*WHAT THE EXERCISE ASKS*. All entries must be returned precisely as they appear.

*EXTRACTED INFORMATION*.
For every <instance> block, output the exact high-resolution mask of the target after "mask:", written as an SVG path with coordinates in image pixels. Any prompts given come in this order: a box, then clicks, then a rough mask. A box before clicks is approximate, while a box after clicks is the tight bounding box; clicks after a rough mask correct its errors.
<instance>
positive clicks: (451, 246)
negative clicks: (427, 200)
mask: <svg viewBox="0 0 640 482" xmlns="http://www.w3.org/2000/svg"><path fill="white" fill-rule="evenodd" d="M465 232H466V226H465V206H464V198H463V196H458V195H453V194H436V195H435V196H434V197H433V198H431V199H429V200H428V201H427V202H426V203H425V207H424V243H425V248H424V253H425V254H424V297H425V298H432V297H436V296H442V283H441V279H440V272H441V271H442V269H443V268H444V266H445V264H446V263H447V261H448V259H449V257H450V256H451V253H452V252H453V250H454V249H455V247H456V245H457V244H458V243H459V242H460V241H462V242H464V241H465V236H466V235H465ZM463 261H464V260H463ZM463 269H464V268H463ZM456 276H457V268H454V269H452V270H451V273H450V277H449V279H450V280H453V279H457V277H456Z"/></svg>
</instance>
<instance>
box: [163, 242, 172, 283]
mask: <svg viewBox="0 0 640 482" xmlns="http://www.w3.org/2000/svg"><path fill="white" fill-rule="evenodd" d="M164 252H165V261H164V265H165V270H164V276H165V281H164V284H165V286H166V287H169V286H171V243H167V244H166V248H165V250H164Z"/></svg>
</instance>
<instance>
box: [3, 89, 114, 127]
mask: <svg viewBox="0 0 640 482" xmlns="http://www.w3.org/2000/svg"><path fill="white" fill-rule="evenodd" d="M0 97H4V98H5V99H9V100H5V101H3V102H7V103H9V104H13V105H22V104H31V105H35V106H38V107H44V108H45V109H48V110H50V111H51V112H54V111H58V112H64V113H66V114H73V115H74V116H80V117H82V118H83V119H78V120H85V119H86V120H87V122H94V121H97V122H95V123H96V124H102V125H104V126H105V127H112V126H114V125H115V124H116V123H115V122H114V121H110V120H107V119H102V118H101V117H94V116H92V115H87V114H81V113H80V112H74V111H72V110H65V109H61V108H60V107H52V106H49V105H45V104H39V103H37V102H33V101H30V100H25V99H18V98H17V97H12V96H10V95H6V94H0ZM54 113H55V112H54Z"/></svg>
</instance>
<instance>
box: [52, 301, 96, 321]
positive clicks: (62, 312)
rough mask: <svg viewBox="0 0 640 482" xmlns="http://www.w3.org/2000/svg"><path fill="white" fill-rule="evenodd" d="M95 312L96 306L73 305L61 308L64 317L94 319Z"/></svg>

*EXERCISE ANSWER*.
For every <instance> block, output the exact high-resolution mask of the target after "mask:", written as an SVG path with coordinates in image pixels. Any prompts given come in this order: a box, then clicks, then a rough mask. A box before clicks is approximate, while a box after clicks is the tight bounding box; clicks after a rough mask correct its errors.
<instance>
positive clicks: (451, 246)
negative clicks: (427, 200)
mask: <svg viewBox="0 0 640 482" xmlns="http://www.w3.org/2000/svg"><path fill="white" fill-rule="evenodd" d="M465 232H466V226H465V206H464V198H463V196H458V195H453V194H436V195H435V196H434V197H433V198H431V199H429V200H428V201H427V202H426V203H425V207H424V243H425V248H424V253H425V254H424V297H425V298H432V297H436V296H442V283H441V279H440V272H441V271H442V269H443V268H444V266H445V264H446V263H447V261H448V259H449V257H450V256H451V253H452V252H453V250H454V249H455V247H456V245H457V244H458V243H459V242H460V241H462V242H464V241H465V236H466V235H465ZM463 261H464V260H463ZM463 269H464V268H463ZM456 276H457V268H454V269H452V270H451V273H450V277H449V279H450V280H453V279H457V277H456Z"/></svg>
</instance>
<instance>
box: [163, 242, 172, 283]
mask: <svg viewBox="0 0 640 482" xmlns="http://www.w3.org/2000/svg"><path fill="white" fill-rule="evenodd" d="M164 252H165V261H164V265H165V270H164V276H165V281H164V284H165V286H166V287H169V286H171V243H167V244H166V248H165V250H164Z"/></svg>
</instance>
<instance>
box: [3, 89, 114, 127]
mask: <svg viewBox="0 0 640 482" xmlns="http://www.w3.org/2000/svg"><path fill="white" fill-rule="evenodd" d="M0 97H4V98H5V99H9V100H5V101H3V102H7V103H9V104H13V105H22V104H31V105H35V106H38V107H44V108H45V109H48V110H50V111H51V112H54V111H58V112H64V113H66V114H73V115H74V116H80V117H82V118H83V119H78V120H85V119H86V120H87V122H94V121H97V122H95V123H96V124H102V125H104V126H105V127H112V126H114V125H115V124H116V123H115V122H114V121H110V120H107V119H102V118H101V117H94V116H92V115H87V114H81V113H80V112H74V111H72V110H65V109H61V108H60V107H52V106H49V105H45V104H39V103H37V102H33V101H30V100H25V99H18V98H17V97H12V96H10V95H6V94H0ZM54 113H55V112H54Z"/></svg>
</instance>
<instance>
box: [52, 301, 96, 321]
positive clicks: (62, 312)
rough mask: <svg viewBox="0 0 640 482" xmlns="http://www.w3.org/2000/svg"><path fill="white" fill-rule="evenodd" d="M95 312L96 306L73 305L61 308L64 317L94 319Z"/></svg>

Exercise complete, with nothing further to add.